Labeled area outline entries
═══

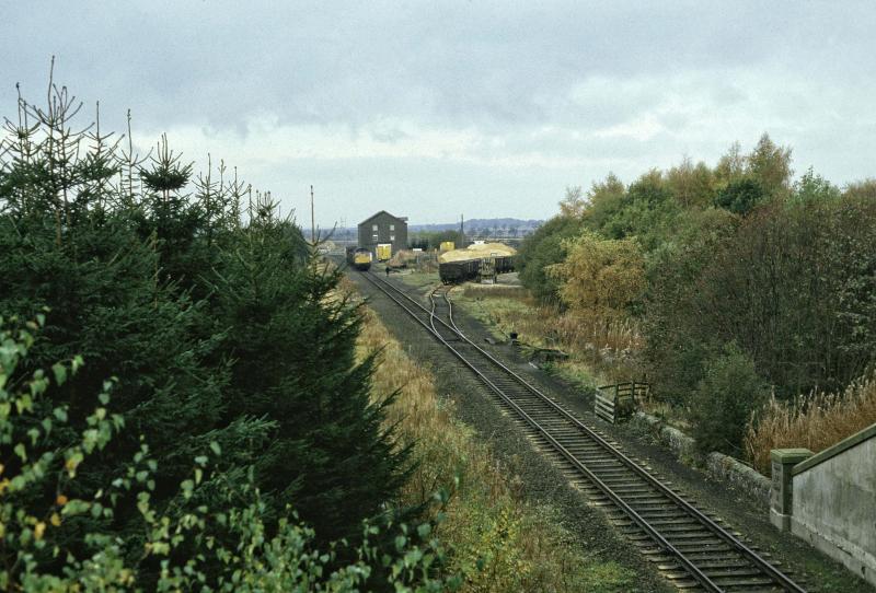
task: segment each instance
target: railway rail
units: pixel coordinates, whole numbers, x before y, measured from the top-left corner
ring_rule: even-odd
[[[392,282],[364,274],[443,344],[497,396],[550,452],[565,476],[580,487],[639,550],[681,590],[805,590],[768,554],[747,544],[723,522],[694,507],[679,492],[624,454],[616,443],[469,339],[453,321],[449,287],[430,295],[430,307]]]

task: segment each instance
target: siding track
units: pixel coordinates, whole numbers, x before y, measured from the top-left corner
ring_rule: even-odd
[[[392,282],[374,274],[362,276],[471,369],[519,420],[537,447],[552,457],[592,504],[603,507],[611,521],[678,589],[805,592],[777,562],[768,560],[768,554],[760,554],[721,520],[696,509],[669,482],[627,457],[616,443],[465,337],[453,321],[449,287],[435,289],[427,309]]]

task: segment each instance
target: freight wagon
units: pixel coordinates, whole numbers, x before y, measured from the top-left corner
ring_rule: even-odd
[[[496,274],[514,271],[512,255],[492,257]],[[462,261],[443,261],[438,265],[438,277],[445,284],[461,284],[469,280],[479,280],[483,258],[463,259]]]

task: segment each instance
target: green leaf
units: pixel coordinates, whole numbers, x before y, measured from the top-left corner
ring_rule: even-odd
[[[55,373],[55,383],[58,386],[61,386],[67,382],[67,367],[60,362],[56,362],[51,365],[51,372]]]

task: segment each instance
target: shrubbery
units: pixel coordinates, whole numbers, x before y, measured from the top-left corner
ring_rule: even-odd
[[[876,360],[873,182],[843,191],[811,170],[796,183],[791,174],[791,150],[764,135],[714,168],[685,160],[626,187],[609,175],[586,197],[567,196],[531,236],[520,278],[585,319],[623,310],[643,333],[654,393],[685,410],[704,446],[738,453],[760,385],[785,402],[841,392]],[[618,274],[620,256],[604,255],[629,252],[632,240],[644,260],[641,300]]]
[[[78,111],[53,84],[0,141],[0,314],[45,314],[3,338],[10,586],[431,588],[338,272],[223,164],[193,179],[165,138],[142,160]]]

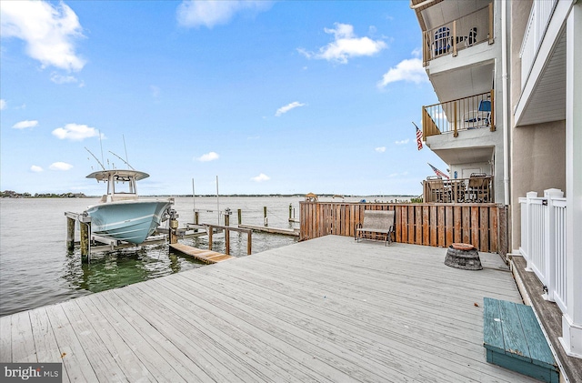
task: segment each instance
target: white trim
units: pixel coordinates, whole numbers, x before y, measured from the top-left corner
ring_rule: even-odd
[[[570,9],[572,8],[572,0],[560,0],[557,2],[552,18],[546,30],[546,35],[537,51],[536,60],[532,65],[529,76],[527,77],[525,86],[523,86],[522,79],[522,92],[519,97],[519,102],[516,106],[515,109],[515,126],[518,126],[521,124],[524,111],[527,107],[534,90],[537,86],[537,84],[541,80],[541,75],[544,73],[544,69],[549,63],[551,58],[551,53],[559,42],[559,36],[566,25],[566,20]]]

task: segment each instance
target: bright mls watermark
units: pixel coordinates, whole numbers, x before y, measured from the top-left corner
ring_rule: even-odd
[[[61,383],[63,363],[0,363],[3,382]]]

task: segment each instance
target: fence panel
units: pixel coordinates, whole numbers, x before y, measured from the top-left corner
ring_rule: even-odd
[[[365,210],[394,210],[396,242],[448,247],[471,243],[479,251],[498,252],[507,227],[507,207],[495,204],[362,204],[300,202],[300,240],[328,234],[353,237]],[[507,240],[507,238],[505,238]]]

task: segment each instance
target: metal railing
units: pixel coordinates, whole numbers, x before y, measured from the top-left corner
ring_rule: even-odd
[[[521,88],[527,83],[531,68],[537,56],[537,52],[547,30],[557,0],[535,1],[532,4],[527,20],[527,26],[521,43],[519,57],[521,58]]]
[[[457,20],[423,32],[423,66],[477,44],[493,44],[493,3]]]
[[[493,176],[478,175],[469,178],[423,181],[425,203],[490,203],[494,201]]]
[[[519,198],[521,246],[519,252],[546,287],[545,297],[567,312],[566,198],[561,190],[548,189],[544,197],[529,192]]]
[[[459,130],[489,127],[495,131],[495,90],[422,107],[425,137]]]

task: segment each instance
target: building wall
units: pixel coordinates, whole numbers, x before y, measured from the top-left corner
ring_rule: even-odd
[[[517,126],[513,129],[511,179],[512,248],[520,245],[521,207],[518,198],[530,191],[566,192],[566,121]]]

═══

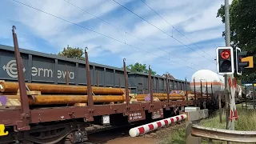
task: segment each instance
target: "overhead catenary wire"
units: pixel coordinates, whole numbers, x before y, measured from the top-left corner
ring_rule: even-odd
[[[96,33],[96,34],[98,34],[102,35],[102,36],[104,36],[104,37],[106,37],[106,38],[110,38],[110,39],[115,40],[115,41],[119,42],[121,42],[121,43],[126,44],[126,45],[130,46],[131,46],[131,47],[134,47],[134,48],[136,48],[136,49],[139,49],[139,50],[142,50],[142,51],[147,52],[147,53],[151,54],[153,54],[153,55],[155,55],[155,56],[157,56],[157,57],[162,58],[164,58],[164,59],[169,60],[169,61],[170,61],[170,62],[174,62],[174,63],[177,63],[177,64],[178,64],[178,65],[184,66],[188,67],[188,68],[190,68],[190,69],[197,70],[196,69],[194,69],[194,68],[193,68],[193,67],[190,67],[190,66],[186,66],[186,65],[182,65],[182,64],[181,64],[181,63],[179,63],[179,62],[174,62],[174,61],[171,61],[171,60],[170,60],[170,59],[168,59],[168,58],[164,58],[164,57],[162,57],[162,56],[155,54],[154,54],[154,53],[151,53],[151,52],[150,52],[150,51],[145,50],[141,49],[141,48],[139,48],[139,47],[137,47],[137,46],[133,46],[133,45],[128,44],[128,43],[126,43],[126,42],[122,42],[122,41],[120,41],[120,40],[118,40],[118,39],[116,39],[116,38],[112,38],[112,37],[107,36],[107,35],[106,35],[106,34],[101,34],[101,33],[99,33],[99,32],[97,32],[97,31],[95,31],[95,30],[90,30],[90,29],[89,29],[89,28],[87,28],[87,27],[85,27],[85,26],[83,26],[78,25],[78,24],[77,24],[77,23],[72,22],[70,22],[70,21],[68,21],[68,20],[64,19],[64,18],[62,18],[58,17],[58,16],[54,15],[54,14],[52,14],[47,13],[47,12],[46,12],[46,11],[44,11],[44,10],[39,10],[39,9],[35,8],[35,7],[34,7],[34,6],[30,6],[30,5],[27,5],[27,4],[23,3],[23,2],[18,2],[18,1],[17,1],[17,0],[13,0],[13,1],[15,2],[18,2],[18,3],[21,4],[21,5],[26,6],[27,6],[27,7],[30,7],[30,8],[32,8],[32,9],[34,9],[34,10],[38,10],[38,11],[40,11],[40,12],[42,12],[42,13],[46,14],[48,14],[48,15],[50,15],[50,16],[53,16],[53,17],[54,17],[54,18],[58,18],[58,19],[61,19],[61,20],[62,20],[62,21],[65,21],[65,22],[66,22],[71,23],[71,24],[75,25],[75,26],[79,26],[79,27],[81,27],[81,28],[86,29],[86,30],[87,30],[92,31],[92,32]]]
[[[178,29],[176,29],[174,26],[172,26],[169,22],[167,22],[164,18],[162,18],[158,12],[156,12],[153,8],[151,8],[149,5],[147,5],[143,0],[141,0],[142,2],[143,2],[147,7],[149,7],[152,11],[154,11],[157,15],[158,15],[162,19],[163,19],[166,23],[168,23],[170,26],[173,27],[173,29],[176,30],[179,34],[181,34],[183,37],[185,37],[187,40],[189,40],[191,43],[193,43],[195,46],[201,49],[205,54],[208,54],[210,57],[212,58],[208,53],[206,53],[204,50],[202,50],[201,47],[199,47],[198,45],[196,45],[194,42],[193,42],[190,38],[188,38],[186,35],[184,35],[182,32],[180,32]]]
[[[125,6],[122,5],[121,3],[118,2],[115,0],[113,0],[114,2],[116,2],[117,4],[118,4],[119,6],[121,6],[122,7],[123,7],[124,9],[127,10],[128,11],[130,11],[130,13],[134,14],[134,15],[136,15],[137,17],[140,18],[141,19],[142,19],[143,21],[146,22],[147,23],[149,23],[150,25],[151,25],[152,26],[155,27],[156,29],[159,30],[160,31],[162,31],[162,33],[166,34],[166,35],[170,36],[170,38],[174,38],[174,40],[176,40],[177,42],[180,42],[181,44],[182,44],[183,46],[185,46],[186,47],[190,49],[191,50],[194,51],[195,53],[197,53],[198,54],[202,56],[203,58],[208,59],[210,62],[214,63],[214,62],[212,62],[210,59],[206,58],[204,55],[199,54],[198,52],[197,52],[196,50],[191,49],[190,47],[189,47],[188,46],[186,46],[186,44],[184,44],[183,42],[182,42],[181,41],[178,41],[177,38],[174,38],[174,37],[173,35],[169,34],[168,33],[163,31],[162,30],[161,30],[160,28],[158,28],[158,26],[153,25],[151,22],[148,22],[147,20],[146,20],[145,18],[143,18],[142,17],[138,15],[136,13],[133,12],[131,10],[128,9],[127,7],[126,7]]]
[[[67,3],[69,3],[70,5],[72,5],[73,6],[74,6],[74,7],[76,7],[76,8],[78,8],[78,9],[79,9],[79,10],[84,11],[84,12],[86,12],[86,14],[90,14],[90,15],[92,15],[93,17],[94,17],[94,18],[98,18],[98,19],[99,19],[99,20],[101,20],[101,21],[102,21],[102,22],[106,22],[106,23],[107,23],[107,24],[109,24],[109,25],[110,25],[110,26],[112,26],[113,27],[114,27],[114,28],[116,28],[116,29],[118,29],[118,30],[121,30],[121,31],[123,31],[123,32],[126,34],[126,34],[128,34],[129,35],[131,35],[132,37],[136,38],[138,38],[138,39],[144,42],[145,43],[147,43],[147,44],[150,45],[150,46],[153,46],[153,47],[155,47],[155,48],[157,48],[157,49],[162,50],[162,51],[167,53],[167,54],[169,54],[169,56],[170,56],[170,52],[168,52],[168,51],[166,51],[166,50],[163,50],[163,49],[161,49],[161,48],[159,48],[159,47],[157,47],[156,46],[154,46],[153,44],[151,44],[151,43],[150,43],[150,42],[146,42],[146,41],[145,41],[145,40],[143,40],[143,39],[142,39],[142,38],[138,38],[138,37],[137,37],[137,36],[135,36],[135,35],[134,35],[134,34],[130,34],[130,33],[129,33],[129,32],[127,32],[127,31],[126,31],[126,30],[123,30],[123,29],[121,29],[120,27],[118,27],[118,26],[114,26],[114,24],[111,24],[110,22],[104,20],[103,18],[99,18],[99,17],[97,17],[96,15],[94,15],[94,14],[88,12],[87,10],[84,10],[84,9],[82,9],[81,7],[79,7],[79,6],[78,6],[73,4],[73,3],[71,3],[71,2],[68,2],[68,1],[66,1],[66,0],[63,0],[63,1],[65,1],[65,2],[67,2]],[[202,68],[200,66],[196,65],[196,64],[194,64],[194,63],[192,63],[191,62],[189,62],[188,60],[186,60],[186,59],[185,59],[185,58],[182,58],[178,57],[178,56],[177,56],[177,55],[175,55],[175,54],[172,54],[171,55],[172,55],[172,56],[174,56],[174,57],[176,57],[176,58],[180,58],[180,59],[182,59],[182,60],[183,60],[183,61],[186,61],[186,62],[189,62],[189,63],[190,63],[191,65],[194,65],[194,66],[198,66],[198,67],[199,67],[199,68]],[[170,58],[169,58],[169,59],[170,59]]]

═══

(Task objective) Gather every line of the entries that contains the word "target" and copy each one in full.

(Solution to the exercise)
target: railway rail
target: siding track
target: freight wagon
target: green leaf
target: shrubbery
target: white trim
target: bright mls watermark
target: fence panel
target: metal railing
target: building wall
target: "overhead catenary wire"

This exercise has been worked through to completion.